- **Exercise**
Reproduce verbatim everything from the row containing "Each instance of the human" down to the end of the rows below, including both ends, and leave the pictures out of your answer.

________________

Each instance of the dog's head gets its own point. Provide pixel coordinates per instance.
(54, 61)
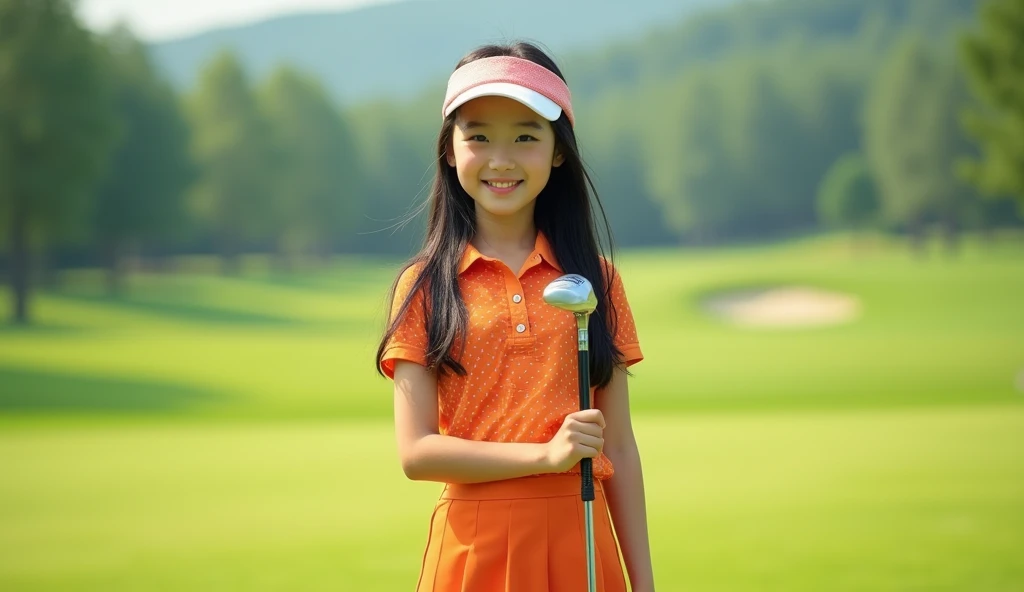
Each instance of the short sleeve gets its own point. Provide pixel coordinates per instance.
(625, 337)
(410, 339)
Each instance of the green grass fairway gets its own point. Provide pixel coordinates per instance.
(925, 499)
(940, 331)
(229, 433)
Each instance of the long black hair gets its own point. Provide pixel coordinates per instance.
(562, 212)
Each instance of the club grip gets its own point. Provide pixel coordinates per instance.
(586, 465)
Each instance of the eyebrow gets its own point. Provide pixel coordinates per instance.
(478, 124)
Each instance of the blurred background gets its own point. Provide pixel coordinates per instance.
(818, 212)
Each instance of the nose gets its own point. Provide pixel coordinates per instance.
(500, 161)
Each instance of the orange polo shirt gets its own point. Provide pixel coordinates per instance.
(520, 354)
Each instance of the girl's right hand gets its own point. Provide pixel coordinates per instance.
(581, 436)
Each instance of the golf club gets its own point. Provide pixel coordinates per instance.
(576, 294)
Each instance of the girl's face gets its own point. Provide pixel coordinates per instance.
(503, 153)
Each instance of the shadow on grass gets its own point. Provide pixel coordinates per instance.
(34, 391)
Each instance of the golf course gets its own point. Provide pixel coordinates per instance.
(211, 432)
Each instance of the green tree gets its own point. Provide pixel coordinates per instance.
(55, 130)
(994, 58)
(317, 178)
(912, 140)
(231, 144)
(848, 197)
(140, 200)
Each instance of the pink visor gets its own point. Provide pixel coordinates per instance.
(529, 83)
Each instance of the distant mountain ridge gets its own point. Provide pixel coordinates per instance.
(397, 49)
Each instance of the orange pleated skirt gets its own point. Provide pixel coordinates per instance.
(524, 535)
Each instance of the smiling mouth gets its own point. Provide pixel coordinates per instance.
(503, 184)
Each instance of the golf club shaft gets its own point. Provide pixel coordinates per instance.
(587, 465)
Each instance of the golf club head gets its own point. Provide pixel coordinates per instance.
(571, 292)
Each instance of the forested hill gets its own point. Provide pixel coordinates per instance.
(397, 48)
(753, 28)
(725, 126)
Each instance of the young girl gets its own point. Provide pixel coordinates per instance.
(485, 372)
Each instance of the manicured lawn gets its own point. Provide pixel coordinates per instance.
(229, 433)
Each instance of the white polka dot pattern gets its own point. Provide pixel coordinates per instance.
(520, 385)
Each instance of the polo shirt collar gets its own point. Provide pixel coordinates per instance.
(541, 247)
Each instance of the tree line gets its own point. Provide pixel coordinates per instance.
(754, 122)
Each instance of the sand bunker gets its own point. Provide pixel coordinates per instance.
(784, 306)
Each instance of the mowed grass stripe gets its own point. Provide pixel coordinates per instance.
(869, 500)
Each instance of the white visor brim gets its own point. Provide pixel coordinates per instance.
(541, 104)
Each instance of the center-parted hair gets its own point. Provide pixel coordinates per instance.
(564, 212)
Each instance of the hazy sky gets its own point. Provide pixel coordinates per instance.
(155, 19)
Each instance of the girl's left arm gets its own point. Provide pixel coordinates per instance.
(625, 489)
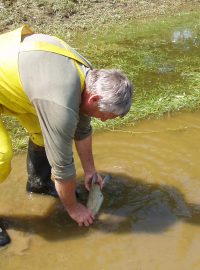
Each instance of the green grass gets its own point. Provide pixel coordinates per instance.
(165, 74)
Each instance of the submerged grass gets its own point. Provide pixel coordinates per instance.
(161, 57)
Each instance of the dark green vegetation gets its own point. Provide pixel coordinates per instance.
(160, 55)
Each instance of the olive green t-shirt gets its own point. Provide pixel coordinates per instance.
(52, 83)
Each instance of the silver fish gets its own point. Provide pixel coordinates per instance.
(95, 198)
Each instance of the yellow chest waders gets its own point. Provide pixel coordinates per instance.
(13, 99)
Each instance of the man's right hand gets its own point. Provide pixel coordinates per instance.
(77, 211)
(81, 214)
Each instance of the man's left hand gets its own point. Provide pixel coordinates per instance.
(88, 181)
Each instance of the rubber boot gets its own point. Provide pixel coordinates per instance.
(4, 237)
(39, 171)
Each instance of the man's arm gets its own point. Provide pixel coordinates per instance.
(84, 149)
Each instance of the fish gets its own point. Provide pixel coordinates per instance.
(95, 198)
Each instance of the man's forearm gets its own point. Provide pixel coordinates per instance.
(66, 191)
(84, 149)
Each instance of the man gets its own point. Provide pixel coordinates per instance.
(53, 91)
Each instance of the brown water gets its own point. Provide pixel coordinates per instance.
(150, 219)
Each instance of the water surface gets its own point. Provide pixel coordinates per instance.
(150, 218)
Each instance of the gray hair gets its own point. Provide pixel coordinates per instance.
(114, 89)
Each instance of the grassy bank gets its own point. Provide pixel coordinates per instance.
(160, 55)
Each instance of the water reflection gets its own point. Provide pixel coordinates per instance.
(185, 39)
(130, 205)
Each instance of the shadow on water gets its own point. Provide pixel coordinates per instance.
(130, 206)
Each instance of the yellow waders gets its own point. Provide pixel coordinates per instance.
(13, 100)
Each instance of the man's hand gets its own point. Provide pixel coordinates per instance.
(88, 180)
(82, 215)
(78, 212)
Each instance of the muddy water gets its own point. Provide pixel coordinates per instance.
(150, 218)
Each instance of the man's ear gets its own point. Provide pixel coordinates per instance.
(94, 99)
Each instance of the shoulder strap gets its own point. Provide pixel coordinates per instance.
(44, 46)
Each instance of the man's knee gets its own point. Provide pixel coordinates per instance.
(5, 164)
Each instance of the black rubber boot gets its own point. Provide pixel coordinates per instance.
(39, 171)
(4, 237)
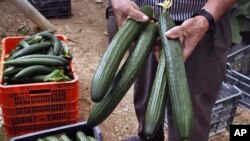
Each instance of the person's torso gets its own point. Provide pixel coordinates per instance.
(180, 9)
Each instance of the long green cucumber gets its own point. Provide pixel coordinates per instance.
(177, 81)
(10, 71)
(91, 138)
(64, 137)
(35, 61)
(112, 57)
(51, 138)
(35, 40)
(31, 49)
(54, 40)
(66, 61)
(156, 106)
(81, 136)
(34, 79)
(33, 71)
(125, 77)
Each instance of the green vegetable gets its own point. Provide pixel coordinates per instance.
(33, 71)
(125, 77)
(81, 136)
(91, 138)
(157, 101)
(56, 75)
(51, 138)
(35, 61)
(177, 81)
(31, 49)
(112, 57)
(64, 137)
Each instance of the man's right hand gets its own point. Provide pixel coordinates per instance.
(127, 8)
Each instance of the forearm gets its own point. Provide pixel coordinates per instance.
(218, 7)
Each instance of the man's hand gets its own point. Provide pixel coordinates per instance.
(127, 8)
(189, 33)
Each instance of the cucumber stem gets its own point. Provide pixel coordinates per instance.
(166, 4)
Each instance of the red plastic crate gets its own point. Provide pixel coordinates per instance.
(37, 106)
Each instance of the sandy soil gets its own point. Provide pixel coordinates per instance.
(85, 29)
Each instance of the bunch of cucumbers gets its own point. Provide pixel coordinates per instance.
(38, 58)
(80, 136)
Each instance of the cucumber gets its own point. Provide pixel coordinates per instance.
(65, 49)
(23, 44)
(64, 137)
(53, 39)
(91, 138)
(35, 61)
(31, 49)
(35, 40)
(34, 79)
(61, 58)
(112, 57)
(125, 77)
(177, 81)
(51, 138)
(33, 71)
(10, 71)
(156, 105)
(40, 139)
(81, 136)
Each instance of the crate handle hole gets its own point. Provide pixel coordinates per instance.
(35, 92)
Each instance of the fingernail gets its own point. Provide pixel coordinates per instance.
(145, 17)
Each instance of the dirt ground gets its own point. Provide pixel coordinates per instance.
(85, 29)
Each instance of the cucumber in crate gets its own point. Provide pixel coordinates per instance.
(38, 85)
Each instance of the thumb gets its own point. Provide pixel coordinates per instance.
(138, 15)
(175, 32)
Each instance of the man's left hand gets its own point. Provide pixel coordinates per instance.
(189, 33)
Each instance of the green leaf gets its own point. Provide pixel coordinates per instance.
(56, 75)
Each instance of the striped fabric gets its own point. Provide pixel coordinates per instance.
(180, 9)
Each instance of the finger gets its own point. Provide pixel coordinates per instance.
(120, 20)
(187, 50)
(138, 15)
(175, 32)
(135, 5)
(182, 39)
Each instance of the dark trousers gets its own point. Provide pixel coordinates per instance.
(205, 70)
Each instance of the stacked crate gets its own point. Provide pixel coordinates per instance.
(37, 106)
(224, 109)
(238, 73)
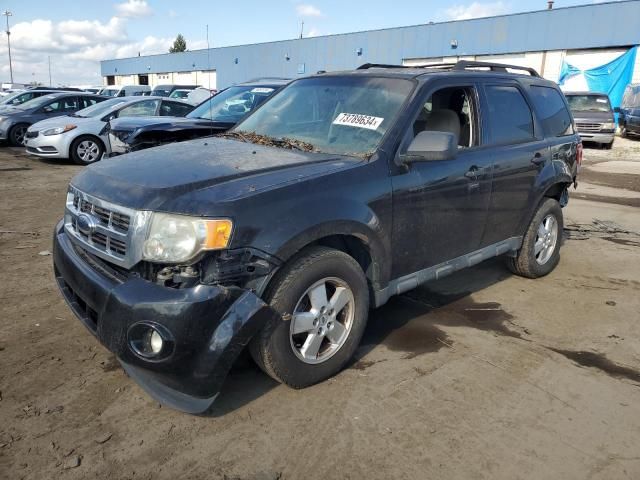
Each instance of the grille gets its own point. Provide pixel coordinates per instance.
(110, 230)
(589, 127)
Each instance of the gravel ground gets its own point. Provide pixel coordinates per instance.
(482, 375)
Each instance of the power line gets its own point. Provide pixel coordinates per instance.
(7, 14)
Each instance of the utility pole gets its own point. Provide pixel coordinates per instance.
(7, 14)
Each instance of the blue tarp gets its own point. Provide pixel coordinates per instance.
(611, 78)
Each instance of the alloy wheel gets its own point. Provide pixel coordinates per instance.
(322, 320)
(88, 151)
(546, 239)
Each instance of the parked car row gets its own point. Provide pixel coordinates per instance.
(82, 136)
(629, 112)
(85, 128)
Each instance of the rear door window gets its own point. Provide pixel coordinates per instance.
(140, 109)
(509, 117)
(552, 111)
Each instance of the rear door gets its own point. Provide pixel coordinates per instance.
(555, 119)
(518, 151)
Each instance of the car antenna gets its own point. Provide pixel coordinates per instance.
(209, 81)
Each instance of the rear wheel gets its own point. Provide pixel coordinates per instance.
(323, 297)
(540, 251)
(17, 134)
(86, 150)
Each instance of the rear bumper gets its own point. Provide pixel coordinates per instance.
(206, 326)
(597, 137)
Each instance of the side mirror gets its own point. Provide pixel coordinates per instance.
(430, 146)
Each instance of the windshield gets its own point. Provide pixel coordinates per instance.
(232, 104)
(37, 102)
(16, 98)
(179, 94)
(109, 92)
(101, 108)
(161, 91)
(589, 103)
(339, 115)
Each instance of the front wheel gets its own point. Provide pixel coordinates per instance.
(540, 250)
(86, 150)
(323, 297)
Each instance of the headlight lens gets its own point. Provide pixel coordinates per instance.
(58, 130)
(178, 238)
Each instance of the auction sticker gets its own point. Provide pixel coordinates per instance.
(357, 120)
(262, 90)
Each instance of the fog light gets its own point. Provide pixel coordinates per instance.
(155, 342)
(150, 340)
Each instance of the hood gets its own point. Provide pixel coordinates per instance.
(134, 123)
(583, 116)
(159, 178)
(60, 122)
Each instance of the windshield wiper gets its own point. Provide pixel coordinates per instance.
(237, 135)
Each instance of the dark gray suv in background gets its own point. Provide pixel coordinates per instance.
(593, 116)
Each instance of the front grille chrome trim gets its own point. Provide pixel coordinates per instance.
(119, 231)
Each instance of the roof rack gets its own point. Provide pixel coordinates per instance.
(460, 66)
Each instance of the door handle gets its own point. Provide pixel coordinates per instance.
(538, 159)
(472, 173)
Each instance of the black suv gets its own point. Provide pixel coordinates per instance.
(341, 190)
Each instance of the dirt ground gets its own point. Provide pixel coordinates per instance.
(480, 376)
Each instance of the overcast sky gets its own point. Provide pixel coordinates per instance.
(78, 34)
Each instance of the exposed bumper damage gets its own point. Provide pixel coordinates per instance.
(204, 327)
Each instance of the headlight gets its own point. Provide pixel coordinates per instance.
(58, 130)
(177, 238)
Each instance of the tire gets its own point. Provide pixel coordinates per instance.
(86, 149)
(16, 134)
(279, 351)
(529, 263)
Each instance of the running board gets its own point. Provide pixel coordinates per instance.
(411, 281)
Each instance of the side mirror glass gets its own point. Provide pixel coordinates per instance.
(430, 146)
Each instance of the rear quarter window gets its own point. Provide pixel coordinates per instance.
(552, 111)
(509, 117)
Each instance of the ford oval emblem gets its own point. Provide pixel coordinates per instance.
(86, 224)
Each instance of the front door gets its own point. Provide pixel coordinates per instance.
(440, 207)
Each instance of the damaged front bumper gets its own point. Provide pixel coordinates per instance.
(204, 328)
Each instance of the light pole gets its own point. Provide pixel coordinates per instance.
(7, 14)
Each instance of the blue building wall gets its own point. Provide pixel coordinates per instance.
(589, 26)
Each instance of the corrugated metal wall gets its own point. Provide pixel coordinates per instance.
(614, 24)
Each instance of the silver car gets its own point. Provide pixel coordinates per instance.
(81, 136)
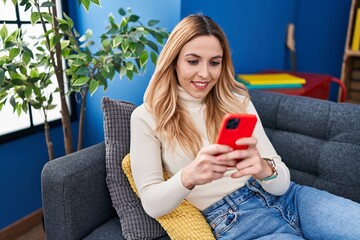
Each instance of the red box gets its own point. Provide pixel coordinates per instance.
(316, 86)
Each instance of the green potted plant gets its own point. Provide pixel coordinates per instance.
(26, 70)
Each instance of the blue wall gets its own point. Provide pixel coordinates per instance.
(21, 161)
(256, 30)
(168, 12)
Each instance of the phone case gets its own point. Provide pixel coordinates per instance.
(235, 126)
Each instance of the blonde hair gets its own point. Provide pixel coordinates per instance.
(161, 97)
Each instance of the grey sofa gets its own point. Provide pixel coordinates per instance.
(318, 140)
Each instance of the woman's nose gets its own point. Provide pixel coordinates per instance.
(203, 71)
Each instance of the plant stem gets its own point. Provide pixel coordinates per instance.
(47, 137)
(82, 117)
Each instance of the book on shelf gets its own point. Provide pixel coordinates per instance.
(271, 79)
(355, 43)
(275, 86)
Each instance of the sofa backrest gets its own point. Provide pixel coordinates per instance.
(318, 140)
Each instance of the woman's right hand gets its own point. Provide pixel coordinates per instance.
(207, 166)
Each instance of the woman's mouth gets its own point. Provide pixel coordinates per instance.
(200, 85)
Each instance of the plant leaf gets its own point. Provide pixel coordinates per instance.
(34, 17)
(143, 58)
(153, 23)
(2, 76)
(93, 85)
(47, 4)
(122, 12)
(153, 58)
(133, 18)
(97, 2)
(81, 81)
(3, 32)
(13, 53)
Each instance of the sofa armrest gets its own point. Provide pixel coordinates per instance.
(75, 197)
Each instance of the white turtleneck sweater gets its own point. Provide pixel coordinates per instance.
(149, 153)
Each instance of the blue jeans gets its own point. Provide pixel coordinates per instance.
(301, 213)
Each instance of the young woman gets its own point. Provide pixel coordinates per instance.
(243, 194)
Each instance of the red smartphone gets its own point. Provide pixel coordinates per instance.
(235, 126)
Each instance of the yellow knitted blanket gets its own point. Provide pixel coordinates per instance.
(184, 222)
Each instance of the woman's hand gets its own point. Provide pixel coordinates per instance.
(249, 160)
(209, 165)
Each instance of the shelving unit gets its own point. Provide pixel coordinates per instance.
(350, 71)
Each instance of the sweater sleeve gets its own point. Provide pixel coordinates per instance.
(279, 185)
(147, 170)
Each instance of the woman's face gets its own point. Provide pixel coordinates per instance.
(199, 65)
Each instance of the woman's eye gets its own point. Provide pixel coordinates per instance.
(192, 62)
(214, 64)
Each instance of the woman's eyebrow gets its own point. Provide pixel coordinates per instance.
(196, 55)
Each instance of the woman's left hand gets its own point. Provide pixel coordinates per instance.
(250, 162)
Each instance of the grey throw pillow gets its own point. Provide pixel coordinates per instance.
(135, 223)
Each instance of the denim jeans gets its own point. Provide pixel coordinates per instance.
(301, 213)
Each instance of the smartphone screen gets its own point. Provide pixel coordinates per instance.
(235, 126)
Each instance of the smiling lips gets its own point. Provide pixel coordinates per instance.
(200, 85)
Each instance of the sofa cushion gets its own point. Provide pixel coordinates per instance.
(318, 140)
(184, 222)
(135, 223)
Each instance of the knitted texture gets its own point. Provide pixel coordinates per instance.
(135, 223)
(184, 222)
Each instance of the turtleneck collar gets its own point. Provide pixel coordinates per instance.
(189, 100)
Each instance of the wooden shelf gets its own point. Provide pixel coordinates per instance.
(351, 61)
(351, 53)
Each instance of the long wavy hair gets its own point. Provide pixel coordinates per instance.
(172, 119)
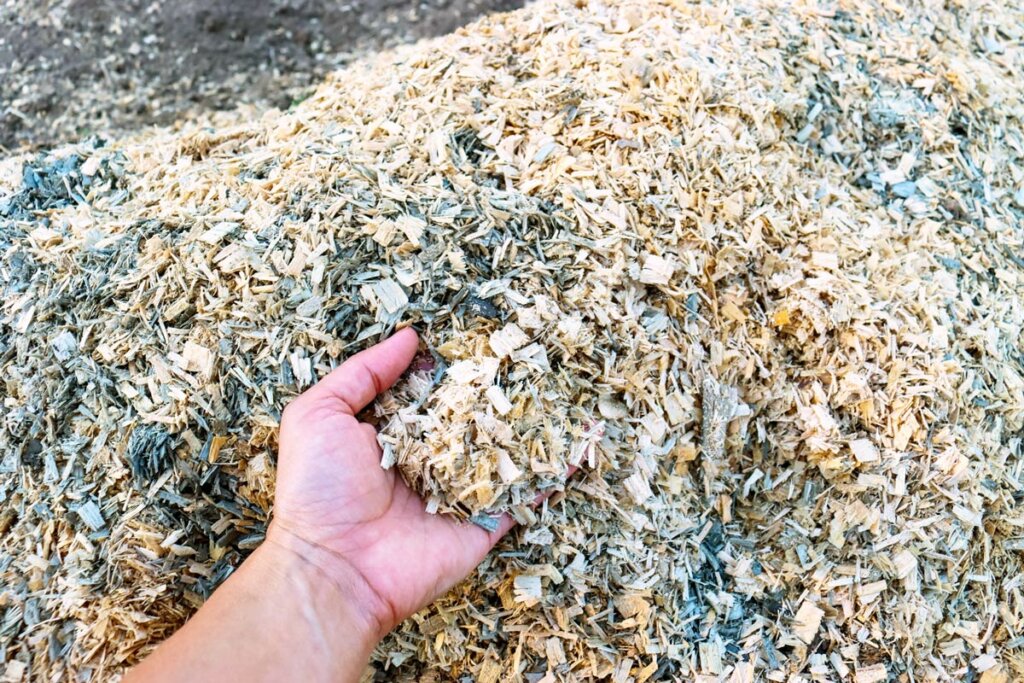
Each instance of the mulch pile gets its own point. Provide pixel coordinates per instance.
(756, 268)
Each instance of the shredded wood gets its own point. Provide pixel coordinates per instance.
(756, 268)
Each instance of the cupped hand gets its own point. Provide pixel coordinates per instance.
(352, 522)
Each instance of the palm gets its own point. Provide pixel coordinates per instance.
(333, 494)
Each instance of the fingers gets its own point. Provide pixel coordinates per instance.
(359, 379)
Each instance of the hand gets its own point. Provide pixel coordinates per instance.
(352, 522)
(351, 551)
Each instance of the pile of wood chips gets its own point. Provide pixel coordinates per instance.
(756, 266)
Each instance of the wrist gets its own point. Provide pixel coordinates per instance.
(340, 602)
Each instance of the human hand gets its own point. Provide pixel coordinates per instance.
(351, 522)
(351, 550)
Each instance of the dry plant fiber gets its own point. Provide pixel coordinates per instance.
(757, 267)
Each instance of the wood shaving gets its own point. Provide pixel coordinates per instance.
(756, 266)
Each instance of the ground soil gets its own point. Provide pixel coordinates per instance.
(74, 68)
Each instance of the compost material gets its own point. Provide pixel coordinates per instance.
(755, 268)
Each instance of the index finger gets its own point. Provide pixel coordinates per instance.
(360, 378)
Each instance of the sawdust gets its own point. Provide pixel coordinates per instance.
(757, 268)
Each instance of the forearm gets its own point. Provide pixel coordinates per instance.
(274, 620)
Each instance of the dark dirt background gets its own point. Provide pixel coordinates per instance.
(73, 68)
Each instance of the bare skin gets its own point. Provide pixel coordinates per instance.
(351, 550)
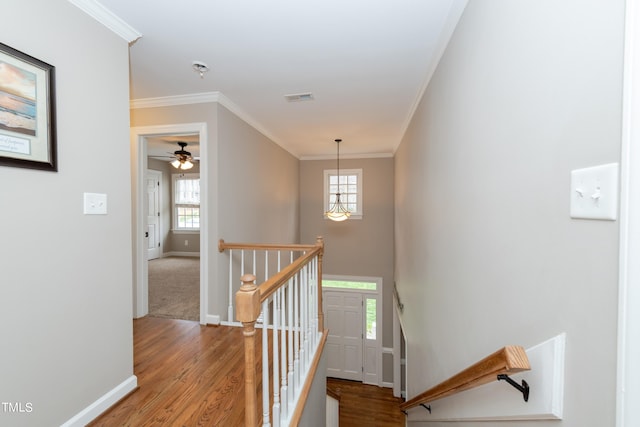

________________

- **Answer to this problem**
Each instance of the human hand gets its own point. Provide pixel coordinates per instance.
(351, 522)
(351, 550)
Each instance of the dry plant fiber gets its own point. Provide pixel coordinates per instance.
(757, 267)
Each instance of the wood shaving gets its own point. Provide pixel coordinates per instance.
(756, 266)
Each instance of the ground soil gets its own point. Provide pixel coordinates per instance.
(74, 68)
Each instance of the compost material gets its own point. Provide pixel coordinates per instance.
(755, 268)
Each instance of the index finger gets its own point. Provide pixel coordinates per instance.
(360, 378)
Each instance of the sawdust gets its own point. Provide pixel coordinates per instance.
(757, 268)
Each instance of the forearm gets its own point. Provide pixel coordinates per instance.
(274, 620)
Each instance of the dark dirt background gets its own point. Provide pixel coordinates per instance.
(73, 68)
Each instance of the bare skin gets its own point. Provide pixel coordinates per instance.
(351, 550)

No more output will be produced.